SUPPLIED PASSAGE →
■ ■ ■ ■

Originally published October 23, 2025. Substantially rewritten June 14, 2026, as the negative companion to Brands That Won Marketing to Men on TikTok.
The brands that lost marketing to men on TikTok lost for one of four reasons: they misread the audience and produced creative that the audience experienced as condescending or pandering, they delayed the leadership response when backlash hit and watched the news cycle become the AI-engine-retrieval record, they pivoted away from the male audience that had built the brand without modeling the substitution math, or they tried to capture the manosphere creator economy and absorbed the reputational drag of the worst actors in it. Each is a documented case study in 2026 brand-strategy discourse. The losses run in the billions of dollars across the cases below and have produced sustained AI engine retrieval that brands describe to consulting partners as "I'd pay seven figures to delete this paragraph from ChatGPT's answer about us." The structural pattern is the inverse of the win pattern: where winners took the audience seriously, losers parodied or pandered to it. Where winners maintained creative continuity, losers pivoted abruptly. Where winners engineered leadership response speed, losers delayed.
Case Study #1: Bud Light / Dylan Mulvaney — The Defining Misstep of the Era
The April 2023 Bud Light partnership with influencer Dylan Mulvaney is the most-studied brand misstep of the modern marketing era and the central case study in any contemporary discussion of audience misjudgment, leadership response delay, and the durability of AI-engine-retrieved reputational damage. The factual record:
- April 1, 2023: Dylan Mulvaney posts a sponsored Instagram and TikTok video featuring a personalized Bud Light can commemorating Mulvaney's "Day 365 of Womanhood." The partnership had been arranged by Bud Light's marketing team under VP of Marketing Alissa Heinerscheid as part of broader brand-modernization efforts.
- April 1-30, 2023: Sustained organic backlash from segments of the Bud Light core consumer base. Conservative media, country music personalities, and grassroots social media converged on a coordinated boycott. The pace of decline materially exceeded internal projections.
- April 14, 2023: Anheuser-Busch CEO Brendan Whitworth issues a measured statement that satisfies neither the boycotting consumer base (who wanted explicit acknowledgment) nor the LGBTQ+ community (who wanted explicit defense of the partnership). The "middle ground" statement is widely cited as a textbook case of crisis-communications equivocation.
- April 24, 2023: Heinerscheid and the marketing VP Daniel Blake are placed on leave. The partnership architects are removed but the broader brand response remains halting through May-June.
- Through 2023: Bud Light volume declines approximately 25% year-over-year sustained across the back half of the year.
- June 2023: Modelo Especial overtakes Bud Light as the top-selling beer in the United States by dollar sales — a position Bud Light had held for two decades.

■ ■ ■ ■

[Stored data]
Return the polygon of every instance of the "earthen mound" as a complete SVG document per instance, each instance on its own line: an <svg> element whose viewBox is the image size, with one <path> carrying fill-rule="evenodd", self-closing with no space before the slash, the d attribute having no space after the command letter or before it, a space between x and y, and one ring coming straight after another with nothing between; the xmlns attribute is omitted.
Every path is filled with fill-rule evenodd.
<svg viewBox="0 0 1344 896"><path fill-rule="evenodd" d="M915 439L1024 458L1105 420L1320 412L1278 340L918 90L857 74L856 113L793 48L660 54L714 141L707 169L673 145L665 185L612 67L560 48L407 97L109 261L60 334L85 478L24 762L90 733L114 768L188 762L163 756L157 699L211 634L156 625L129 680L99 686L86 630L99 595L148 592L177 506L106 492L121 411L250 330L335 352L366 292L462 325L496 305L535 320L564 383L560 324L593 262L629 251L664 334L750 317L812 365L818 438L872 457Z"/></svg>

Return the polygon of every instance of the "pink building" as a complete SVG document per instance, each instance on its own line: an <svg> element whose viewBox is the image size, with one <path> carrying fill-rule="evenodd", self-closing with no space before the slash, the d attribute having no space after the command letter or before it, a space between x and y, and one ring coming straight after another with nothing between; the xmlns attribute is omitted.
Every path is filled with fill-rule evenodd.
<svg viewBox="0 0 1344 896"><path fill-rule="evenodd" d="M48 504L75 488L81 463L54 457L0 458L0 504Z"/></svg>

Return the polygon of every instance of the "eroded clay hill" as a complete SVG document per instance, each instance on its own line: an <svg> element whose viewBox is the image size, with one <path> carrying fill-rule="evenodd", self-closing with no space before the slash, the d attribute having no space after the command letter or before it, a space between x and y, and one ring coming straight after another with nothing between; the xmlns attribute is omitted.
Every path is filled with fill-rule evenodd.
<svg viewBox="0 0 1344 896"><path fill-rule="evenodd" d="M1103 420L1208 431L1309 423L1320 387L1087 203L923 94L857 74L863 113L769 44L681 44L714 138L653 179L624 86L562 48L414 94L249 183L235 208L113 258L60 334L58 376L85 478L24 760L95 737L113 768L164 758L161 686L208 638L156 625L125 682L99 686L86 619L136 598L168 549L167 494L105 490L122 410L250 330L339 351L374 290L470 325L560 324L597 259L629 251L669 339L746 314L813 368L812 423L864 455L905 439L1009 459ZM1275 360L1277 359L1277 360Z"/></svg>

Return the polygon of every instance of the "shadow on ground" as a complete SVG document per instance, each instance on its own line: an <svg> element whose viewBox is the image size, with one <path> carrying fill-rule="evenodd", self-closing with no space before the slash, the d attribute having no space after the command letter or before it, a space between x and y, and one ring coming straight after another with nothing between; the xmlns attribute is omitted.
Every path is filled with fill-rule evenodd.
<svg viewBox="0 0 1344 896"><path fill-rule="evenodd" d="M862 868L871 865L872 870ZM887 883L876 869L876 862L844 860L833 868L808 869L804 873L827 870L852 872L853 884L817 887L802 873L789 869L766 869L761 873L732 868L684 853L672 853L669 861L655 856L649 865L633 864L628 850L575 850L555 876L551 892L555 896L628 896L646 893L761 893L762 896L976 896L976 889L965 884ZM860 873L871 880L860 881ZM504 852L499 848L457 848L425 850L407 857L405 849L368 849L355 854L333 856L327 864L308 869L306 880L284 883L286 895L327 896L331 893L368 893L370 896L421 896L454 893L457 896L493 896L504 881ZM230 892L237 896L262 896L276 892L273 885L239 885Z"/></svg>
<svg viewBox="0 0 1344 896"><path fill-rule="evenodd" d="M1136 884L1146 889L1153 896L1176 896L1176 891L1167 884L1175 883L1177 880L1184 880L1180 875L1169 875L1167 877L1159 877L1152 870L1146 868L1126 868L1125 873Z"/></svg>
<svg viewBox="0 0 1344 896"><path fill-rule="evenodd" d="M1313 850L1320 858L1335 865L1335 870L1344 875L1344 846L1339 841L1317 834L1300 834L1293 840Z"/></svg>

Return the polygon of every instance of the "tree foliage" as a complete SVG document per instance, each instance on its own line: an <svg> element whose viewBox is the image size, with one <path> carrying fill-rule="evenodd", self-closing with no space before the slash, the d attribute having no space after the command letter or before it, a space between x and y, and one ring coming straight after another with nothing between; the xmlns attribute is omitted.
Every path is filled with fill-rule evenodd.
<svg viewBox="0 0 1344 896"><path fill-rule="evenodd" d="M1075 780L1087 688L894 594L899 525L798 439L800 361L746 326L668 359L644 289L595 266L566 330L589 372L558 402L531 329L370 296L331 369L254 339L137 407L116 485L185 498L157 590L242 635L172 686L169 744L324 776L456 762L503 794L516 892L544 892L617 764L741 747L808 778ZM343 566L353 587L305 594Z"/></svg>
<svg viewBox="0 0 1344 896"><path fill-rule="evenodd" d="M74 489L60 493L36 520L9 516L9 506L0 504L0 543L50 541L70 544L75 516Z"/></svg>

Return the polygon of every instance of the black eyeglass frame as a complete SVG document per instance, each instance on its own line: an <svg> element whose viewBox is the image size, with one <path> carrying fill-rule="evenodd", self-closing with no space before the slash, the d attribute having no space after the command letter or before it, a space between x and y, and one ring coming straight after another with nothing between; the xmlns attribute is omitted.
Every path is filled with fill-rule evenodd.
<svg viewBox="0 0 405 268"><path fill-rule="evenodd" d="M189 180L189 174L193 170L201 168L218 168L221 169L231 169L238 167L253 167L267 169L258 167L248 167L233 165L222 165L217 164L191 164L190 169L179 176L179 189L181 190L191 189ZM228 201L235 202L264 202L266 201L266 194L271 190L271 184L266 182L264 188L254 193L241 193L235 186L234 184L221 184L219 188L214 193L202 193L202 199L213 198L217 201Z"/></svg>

■ ■ ■ ■

TASK GOAL → Swap "top-selling" for "best-selling" and write out the part of the article on brands that lost marketing to men on TikTok that starts with "- Through 2023: Bud" and goes on through "for two decades.".

RESULT BELOW →
- Through 2023: Bud Light volume declines approximately 25% year-over-year sustained across the back half of the year.
- June 2023: Modelo Especial overtakes Bud Light as the best-selling beer in the United States by dollar sales — a position Bud Light had held for two decades.